● DATA FOR ANALYSIS:

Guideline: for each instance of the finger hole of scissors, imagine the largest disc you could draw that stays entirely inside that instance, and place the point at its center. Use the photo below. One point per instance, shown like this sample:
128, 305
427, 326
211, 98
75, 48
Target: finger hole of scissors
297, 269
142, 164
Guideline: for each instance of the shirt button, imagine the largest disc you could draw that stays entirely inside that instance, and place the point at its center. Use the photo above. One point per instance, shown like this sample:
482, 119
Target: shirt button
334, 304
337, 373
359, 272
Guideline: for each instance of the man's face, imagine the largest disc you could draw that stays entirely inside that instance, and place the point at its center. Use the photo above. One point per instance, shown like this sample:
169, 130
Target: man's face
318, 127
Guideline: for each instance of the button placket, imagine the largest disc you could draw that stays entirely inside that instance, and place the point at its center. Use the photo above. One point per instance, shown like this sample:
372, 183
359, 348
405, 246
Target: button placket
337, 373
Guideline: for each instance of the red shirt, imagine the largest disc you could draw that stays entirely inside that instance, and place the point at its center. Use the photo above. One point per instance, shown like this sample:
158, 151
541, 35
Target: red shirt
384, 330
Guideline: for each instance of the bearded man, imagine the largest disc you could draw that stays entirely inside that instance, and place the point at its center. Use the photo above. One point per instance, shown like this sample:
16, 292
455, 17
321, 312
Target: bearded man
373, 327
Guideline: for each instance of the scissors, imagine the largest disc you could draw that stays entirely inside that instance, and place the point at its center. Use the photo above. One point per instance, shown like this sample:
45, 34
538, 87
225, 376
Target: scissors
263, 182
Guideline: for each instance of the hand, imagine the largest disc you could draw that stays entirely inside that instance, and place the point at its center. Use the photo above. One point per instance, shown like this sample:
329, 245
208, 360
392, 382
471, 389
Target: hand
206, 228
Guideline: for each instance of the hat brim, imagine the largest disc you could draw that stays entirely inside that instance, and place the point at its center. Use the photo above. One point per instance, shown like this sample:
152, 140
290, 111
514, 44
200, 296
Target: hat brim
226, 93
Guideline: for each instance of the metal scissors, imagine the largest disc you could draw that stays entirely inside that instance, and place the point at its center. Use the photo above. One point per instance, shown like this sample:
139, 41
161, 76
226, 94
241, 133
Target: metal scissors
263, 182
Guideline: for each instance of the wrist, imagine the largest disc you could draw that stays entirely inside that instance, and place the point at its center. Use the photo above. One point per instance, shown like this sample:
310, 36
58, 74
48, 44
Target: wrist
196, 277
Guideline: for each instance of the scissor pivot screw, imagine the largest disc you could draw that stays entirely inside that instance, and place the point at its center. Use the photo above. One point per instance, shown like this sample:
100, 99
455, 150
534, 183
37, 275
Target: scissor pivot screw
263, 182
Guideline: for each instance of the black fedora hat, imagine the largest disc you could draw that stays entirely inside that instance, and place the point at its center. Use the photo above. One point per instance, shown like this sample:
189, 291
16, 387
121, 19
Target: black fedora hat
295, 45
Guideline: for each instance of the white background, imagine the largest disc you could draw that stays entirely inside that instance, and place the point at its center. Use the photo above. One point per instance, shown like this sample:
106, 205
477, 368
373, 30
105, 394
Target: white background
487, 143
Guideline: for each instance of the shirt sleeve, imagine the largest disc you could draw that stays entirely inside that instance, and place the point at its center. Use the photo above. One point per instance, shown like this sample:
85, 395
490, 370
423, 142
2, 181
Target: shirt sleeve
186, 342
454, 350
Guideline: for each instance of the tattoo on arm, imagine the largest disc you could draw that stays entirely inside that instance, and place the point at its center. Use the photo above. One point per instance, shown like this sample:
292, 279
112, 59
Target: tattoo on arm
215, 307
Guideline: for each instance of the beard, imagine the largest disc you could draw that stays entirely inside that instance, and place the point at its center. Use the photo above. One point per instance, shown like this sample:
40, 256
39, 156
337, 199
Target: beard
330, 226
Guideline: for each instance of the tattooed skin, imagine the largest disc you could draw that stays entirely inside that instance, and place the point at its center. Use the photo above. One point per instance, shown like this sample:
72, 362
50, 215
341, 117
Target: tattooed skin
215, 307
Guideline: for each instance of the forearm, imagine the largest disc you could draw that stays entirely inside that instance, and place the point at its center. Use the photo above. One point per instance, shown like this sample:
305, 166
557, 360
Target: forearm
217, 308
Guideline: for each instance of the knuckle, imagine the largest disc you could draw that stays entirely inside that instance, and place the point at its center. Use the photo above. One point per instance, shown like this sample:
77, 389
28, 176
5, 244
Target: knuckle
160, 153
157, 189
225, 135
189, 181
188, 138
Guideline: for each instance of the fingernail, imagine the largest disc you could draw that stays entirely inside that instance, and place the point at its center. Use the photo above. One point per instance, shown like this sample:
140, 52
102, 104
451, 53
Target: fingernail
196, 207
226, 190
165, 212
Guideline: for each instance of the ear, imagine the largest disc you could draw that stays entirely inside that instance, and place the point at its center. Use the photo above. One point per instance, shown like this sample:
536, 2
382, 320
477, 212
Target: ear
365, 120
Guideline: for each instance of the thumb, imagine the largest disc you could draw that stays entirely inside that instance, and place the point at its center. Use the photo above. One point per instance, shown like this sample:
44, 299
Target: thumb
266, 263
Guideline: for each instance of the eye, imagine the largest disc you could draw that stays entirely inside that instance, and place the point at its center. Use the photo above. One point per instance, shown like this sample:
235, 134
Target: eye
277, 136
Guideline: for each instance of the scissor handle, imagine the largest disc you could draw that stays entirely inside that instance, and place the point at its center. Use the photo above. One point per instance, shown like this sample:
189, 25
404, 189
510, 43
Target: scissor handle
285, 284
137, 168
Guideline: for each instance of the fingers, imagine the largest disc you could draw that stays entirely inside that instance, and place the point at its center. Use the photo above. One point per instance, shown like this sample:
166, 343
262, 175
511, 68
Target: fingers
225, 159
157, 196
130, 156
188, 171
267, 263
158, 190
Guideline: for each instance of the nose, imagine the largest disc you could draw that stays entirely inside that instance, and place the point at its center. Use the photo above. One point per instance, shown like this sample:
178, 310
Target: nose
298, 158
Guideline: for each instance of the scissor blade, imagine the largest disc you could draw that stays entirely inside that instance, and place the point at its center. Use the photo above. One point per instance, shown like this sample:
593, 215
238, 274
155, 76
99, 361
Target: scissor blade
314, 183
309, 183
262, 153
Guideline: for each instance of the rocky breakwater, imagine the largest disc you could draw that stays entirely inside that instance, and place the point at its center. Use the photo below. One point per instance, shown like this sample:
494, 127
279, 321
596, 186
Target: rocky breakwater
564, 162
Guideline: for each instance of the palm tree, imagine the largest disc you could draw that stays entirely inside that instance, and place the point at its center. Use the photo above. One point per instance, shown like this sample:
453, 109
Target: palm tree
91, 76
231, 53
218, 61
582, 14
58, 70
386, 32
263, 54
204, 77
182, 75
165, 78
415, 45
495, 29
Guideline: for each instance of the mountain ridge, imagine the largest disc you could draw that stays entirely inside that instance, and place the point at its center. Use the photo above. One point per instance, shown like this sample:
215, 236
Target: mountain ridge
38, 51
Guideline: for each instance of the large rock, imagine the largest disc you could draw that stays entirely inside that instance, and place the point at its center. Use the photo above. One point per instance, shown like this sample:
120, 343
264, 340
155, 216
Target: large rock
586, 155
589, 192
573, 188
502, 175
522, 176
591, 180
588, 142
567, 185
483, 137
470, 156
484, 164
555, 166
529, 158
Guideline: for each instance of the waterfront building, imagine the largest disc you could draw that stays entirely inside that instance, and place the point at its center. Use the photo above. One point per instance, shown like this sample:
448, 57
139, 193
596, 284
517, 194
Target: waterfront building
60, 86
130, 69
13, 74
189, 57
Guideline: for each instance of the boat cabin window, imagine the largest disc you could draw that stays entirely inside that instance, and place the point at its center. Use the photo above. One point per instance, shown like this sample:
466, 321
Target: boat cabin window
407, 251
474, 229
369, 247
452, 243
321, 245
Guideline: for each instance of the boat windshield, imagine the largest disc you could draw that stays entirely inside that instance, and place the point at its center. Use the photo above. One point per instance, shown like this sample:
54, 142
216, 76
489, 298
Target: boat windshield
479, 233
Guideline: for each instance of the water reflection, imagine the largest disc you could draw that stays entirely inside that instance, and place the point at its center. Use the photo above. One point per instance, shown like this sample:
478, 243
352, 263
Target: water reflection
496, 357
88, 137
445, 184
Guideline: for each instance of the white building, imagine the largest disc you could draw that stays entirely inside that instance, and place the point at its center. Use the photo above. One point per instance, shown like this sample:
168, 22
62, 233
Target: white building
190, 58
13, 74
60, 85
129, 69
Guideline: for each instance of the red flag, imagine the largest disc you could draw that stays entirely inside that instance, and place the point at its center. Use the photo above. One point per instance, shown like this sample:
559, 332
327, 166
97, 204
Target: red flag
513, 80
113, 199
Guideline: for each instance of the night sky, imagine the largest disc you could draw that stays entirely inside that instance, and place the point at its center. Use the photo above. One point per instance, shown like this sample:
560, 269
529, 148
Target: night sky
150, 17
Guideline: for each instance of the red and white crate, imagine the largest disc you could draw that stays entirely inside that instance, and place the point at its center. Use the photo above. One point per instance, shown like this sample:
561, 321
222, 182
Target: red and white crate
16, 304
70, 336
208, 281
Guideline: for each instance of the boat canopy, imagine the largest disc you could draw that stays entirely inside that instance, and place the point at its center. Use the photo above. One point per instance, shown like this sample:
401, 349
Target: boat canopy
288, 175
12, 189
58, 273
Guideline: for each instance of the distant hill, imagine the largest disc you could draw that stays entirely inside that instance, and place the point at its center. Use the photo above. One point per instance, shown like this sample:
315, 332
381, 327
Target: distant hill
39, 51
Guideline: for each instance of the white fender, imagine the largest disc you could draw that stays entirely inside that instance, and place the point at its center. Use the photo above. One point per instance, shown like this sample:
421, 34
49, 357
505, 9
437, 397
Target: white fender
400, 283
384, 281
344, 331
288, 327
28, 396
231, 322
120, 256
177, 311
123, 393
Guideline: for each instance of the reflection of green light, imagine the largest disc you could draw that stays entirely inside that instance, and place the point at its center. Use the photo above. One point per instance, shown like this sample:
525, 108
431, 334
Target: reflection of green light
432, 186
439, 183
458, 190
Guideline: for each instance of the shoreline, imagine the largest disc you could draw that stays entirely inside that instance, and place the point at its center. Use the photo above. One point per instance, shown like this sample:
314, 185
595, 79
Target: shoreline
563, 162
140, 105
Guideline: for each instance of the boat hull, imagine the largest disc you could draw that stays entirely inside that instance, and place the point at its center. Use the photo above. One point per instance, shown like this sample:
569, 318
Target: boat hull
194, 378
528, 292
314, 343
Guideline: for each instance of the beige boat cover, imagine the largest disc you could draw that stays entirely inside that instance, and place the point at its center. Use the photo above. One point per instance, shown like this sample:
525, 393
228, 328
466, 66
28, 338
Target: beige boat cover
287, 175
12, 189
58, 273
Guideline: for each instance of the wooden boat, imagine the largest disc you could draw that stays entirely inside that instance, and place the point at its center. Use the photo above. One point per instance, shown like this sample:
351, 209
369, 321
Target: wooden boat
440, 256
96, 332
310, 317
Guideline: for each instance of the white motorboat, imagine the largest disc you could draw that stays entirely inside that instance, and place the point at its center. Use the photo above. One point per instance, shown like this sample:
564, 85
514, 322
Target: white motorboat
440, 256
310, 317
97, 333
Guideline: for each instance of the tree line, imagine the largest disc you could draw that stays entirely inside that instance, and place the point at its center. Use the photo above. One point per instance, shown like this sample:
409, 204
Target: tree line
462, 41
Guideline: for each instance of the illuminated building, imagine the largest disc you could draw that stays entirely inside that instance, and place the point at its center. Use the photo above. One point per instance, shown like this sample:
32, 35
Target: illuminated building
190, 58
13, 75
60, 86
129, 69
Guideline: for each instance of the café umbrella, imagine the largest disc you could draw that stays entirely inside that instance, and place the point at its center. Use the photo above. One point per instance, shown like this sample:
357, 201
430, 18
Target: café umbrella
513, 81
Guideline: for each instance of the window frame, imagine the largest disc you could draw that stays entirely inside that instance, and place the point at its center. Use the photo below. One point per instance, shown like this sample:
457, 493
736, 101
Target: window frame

● EXERCISE OBJECTIVE: Could you return all lines from the data above that contain the string "frame"?

● TASK SOLUTION:
Guideline: for each instance of the window frame, imagine the largest disc you could draw that stays entirely inside that instance, and place the point at its center. Use the photo below. One point per instance, shown like this sample:
Target: window frame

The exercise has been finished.